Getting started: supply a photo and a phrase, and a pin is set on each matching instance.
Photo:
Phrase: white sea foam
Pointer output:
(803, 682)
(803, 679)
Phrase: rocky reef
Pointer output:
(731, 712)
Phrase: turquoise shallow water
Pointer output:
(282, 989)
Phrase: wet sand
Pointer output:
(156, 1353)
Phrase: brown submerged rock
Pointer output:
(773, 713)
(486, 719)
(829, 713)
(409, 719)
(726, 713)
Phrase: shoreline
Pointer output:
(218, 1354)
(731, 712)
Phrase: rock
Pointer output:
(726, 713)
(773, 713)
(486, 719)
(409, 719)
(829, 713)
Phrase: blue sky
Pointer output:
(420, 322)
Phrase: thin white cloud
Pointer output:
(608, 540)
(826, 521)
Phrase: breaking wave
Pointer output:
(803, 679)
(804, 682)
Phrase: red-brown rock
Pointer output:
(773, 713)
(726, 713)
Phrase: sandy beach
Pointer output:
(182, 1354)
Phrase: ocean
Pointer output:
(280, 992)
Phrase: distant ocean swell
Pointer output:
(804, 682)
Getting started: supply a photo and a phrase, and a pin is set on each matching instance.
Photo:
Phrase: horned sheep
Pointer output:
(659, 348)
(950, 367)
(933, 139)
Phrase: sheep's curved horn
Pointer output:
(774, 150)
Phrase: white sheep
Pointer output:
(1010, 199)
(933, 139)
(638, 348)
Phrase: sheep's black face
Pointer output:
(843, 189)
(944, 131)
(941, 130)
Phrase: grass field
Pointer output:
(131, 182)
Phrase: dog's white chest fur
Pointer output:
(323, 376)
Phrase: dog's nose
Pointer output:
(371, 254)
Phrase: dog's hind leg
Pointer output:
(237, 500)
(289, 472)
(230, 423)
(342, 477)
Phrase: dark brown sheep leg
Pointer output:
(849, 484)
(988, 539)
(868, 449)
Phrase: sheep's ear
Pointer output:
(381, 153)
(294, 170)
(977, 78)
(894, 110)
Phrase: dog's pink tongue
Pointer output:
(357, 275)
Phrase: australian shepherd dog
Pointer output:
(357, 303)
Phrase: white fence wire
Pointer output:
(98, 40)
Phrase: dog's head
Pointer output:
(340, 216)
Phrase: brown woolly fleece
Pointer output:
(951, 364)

**Written instruction**
Please format every line above as a JSON list of strings, one string per line, leaving out any blank lines.

**Complete answer**
[
  "Getting started: supply a photo and a phrase, and a pin is set on each matching instance.",
  "Photo:",
  "Phrase: white sea foam",
  "Pointer output:",
  "(803, 682)",
  "(803, 679)",
  "Phrase: rocky reef",
  "Pointer output:",
  "(731, 712)",
  "Phrase: turquoise shallow water",
  "Pointer output:",
  "(282, 989)",
  "Phrase: wet sand",
  "Pointer output:",
  "(156, 1353)",
  "Phrase: brown submerged rock",
  "Pointer output:",
  "(773, 713)",
  "(486, 719)",
  "(829, 713)",
  "(409, 719)",
  "(726, 713)",
  "Phrase: shoreline",
  "Pointer output:",
  "(218, 1354)",
  "(731, 712)",
  "Phrase: rock",
  "Pointer output:",
  "(726, 713)",
  "(773, 713)",
  "(486, 719)",
  "(409, 719)",
  "(829, 713)",
  "Phrase: blue sky",
  "Pointer output:",
  "(420, 322)",
  "Phrase: thin white cloud",
  "Pointer output:",
  "(608, 540)",
  "(826, 521)",
  "Phrase: breaking wave",
  "Pointer output:",
  "(803, 679)",
  "(804, 682)",
  "Phrase: red-brown rock",
  "Pointer output:",
  "(773, 713)",
  "(726, 713)",
  "Phrase: sandy beach",
  "Pointer output:",
  "(182, 1354)",
  "Phrase: ocean",
  "Pointer output:",
  "(280, 992)",
  "Phrase: distant ocean swell",
  "Pointer output:",
  "(804, 682)",
  "Getting started: supply a photo and a phrase, and a pin is set on each matching instance.",
  "Photo:",
  "Phrase: horned sheep",
  "Pointer output:",
  "(659, 348)",
  "(950, 367)",
  "(933, 139)",
  "Phrase: sheep's curved horn",
  "Pointer output:",
  "(774, 150)",
  "Phrase: white sheep",
  "Pointer output:",
  "(1010, 199)",
  "(933, 139)",
  "(638, 348)",
  "Phrase: sheep's black face",
  "Pointer output:",
  "(843, 189)",
  "(944, 131)",
  "(941, 130)",
  "Phrase: grass field",
  "Pointer output:",
  "(131, 182)",
  "Phrase: dog's white chest fur",
  "Pointer output:",
  "(323, 376)",
  "Phrase: dog's nose",
  "Pointer output:",
  "(371, 254)",
  "Phrase: dog's hind leg",
  "Pointer output:",
  "(237, 500)",
  "(289, 472)",
  "(230, 423)",
  "(342, 477)",
  "Phrase: dark brown sheep leg",
  "Pointer output:",
  "(849, 484)",
  "(988, 539)",
  "(868, 449)",
  "Phrase: sheep's ear",
  "Pointer output:",
  "(381, 153)",
  "(294, 170)",
  "(977, 78)",
  "(894, 110)",
  "Phrase: dog's pink tongue",
  "Pointer output:",
  "(357, 275)",
  "Phrase: australian shepherd dog",
  "Pointer output:",
  "(357, 303)",
  "Phrase: white fence wire",
  "Pointer output:",
  "(98, 40)",
  "Phrase: dog's head",
  "Pointer output:",
  "(340, 216)",
  "Phrase: brown woolly fleece",
  "Pointer output:",
  "(951, 364)"
]